- Exercise brief
Rescale the lines from the first one through the line holding "0,18 -> 598,479", inclusive, and give them all again, requests included. Multiply every bounding-box coordinate in the answers by 0.55 and round to whole numbers with halves up, leave the requests and their format samples unchanged, and omit the pictures.

- Entries shown
++++
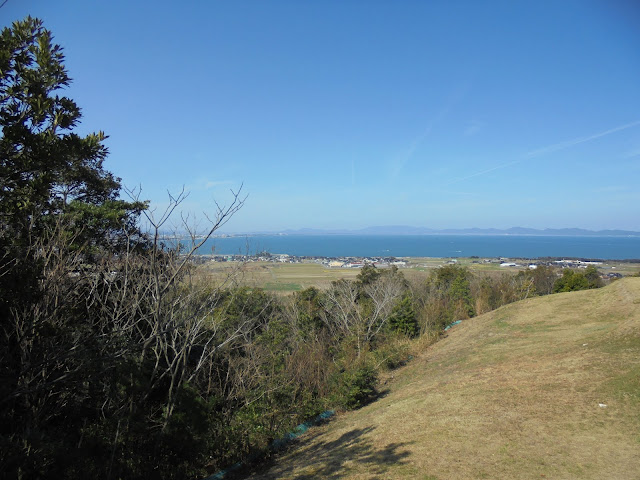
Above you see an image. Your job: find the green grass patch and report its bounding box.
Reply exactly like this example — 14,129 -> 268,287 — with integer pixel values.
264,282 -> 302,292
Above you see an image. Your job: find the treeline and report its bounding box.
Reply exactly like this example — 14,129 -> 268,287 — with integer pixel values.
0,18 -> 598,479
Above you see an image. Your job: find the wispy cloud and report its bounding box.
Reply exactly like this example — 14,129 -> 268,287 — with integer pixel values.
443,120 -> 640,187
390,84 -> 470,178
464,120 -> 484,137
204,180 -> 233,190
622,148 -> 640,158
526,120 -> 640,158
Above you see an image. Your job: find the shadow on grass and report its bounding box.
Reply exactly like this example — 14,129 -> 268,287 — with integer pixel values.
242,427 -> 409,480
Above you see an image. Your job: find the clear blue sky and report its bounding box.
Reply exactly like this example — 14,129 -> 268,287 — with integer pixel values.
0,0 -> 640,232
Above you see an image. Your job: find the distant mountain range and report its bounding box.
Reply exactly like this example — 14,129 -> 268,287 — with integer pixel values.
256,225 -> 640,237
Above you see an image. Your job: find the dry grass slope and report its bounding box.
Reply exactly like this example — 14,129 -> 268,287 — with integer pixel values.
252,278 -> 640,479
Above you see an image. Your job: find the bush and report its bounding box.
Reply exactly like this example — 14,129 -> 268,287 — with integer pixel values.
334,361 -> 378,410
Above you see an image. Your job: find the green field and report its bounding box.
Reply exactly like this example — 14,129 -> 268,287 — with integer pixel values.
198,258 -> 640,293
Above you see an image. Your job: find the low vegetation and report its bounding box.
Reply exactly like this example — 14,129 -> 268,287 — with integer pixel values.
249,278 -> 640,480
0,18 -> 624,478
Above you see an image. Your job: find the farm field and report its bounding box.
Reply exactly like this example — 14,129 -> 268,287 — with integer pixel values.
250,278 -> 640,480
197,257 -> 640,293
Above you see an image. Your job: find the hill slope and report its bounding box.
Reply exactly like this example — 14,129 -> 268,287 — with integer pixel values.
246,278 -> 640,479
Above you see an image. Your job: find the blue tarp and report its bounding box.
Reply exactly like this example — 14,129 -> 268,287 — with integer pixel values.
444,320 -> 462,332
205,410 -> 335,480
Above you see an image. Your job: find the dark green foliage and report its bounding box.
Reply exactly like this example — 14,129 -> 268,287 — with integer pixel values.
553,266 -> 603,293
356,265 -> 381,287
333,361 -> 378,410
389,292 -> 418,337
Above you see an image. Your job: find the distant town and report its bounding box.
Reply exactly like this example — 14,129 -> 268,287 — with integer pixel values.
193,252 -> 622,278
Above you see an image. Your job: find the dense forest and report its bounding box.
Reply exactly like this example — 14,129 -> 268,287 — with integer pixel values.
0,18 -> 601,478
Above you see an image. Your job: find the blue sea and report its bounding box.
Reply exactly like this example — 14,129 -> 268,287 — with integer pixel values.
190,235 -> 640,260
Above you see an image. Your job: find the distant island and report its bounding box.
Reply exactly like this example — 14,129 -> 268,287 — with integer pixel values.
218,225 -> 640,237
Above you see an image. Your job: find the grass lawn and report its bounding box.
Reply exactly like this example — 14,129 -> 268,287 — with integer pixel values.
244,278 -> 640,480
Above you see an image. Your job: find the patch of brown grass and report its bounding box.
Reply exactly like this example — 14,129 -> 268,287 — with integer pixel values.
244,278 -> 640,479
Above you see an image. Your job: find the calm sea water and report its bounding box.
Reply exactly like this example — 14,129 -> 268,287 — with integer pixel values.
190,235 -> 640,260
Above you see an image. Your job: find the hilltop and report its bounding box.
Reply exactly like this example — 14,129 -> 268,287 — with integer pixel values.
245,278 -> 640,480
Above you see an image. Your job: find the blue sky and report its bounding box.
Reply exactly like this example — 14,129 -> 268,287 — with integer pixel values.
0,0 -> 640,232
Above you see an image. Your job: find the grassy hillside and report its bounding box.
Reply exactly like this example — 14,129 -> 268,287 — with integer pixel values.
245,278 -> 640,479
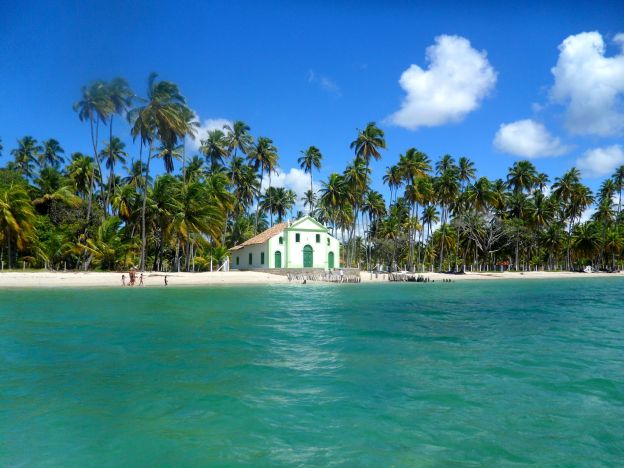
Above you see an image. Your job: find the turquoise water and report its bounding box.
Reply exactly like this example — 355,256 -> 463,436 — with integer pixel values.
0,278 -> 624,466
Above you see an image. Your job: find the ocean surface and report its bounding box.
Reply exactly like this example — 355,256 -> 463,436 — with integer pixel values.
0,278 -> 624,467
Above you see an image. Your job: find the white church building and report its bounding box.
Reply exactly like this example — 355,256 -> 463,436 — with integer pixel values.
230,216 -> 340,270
++++
- Solution for this task
Above you see an image. Your job: find the green grass patch and report its bounding box.
Reply exactly like this example — 14,129 -> 268,287 — with integer pixel values.
145,155 -> 166,161
Above you see an image. Your job: find the treeline and report its bounding box.
Reply exactly like this example — 14,129 -> 268,287 — with integer pixel values.
0,10 -> 329,263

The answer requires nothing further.